§ **Dataset excerpt**:
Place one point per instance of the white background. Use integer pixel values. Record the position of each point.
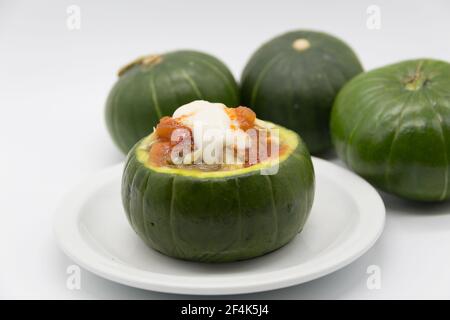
(53, 85)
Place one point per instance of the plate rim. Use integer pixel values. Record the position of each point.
(66, 230)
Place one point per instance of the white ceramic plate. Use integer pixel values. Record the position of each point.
(346, 220)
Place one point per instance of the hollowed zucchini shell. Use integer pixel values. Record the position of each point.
(392, 126)
(223, 215)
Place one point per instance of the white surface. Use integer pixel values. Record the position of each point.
(346, 219)
(53, 84)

§ **SET TASK**: Reproduce the data above word for word, leaving out the picture.

§ **RESULT OF THE TASK**:
Place one point per instance of the white background. Use integer pixel values. Record the position of each point.
(53, 85)
Place one point per instance of the plate rim. Use integer pixel values. Record the position of each point.
(66, 230)
Place one point per instance of the white ceramic plate. Use integer pixel values. Record the position of each point.
(346, 220)
Place one point per instance of the hollowed zucchini shell. Use integer pixel values. Record the position of each point.
(392, 126)
(223, 215)
Place one point per instance of the white surface. Use integer pixel values. Record the position of each point.
(346, 219)
(53, 84)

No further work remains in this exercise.